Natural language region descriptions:
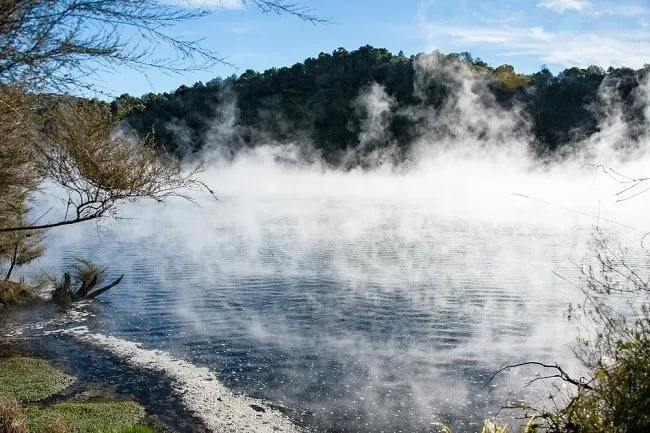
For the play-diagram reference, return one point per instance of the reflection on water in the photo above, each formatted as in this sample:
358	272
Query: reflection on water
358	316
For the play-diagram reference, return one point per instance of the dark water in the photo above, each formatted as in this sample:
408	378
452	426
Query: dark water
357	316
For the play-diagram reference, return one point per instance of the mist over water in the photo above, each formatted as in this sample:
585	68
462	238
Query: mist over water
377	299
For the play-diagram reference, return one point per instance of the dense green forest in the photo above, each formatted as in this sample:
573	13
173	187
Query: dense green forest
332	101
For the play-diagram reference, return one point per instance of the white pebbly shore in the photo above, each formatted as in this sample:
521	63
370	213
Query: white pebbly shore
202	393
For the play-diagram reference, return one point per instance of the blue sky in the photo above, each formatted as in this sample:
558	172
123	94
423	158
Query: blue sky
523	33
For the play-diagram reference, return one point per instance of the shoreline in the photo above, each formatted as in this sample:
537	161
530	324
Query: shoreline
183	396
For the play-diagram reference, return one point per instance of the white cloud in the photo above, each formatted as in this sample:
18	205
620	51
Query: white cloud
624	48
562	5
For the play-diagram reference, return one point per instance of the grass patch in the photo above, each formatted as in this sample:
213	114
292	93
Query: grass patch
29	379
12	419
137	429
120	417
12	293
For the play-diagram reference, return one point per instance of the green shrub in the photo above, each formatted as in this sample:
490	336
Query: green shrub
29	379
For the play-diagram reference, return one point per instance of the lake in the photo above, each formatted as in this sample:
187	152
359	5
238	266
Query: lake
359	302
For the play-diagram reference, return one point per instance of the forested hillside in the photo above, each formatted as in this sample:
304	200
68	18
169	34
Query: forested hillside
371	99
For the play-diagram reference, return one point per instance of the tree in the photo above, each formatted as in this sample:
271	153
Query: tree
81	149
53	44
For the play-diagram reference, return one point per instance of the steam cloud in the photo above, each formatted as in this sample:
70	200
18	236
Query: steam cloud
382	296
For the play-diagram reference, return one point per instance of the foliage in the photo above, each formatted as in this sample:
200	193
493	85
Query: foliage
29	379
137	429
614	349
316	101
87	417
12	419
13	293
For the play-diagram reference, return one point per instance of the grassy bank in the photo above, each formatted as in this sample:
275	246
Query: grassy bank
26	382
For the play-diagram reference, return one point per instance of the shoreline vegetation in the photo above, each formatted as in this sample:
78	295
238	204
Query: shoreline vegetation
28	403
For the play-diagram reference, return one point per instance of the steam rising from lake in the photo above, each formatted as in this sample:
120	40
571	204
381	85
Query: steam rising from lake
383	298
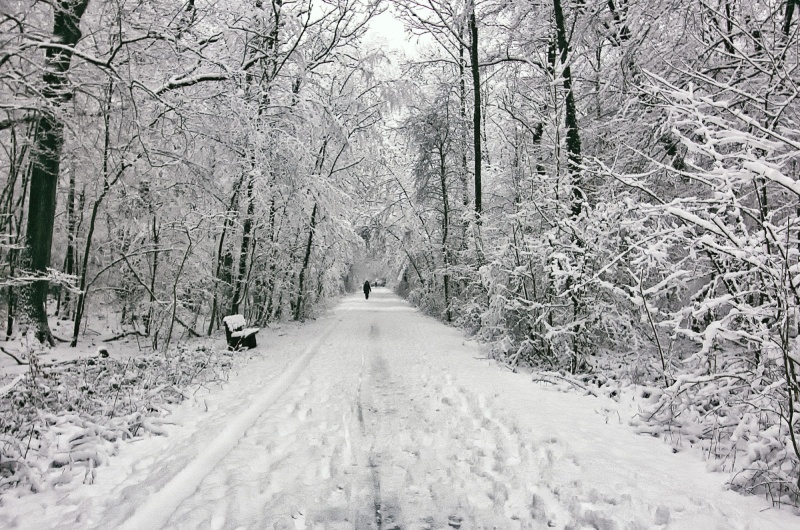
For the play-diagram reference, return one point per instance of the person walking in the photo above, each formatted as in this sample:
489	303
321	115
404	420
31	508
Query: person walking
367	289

[EXERCISE GOAL] Print again, word for word, every line from the line with "Query: steam cloud" to the final line of the records, inclusive; skip the pictures.

[WRITTEN RESPONSE]
Query: steam cloud
382	296
For the play-diagram reference, return one point per instance of the foliage in the photo above, each formatted as in this sample:
200	193
493	85
Query: foliage
29	379
137	429
614	349
316	101
87	417
12	419
13	293
For the play-diagram reference, return one point per instance of the grassy bank in the photo above, each formatted as in this sample:
275	246
Query: grassy bank
26	382
For the play-diagram reference, return one point per instance of the shoreline vegetation in the photo above, each formatted as in this sample:
78	295
238	204
Query: shoreline vegetation
28	403
For the play-diagram reference, return one point per instance of the steam rising from lake in the photo above, each formatted as in this sample:
120	40
571	204
381	85
Query: steam rising from lake
383	298
For the play-diagram reference, return one point per instance of the person walking in the photo above, each formatted as in this sample:
489	303
321	115
404	420
31	508
Query: person walking
367	289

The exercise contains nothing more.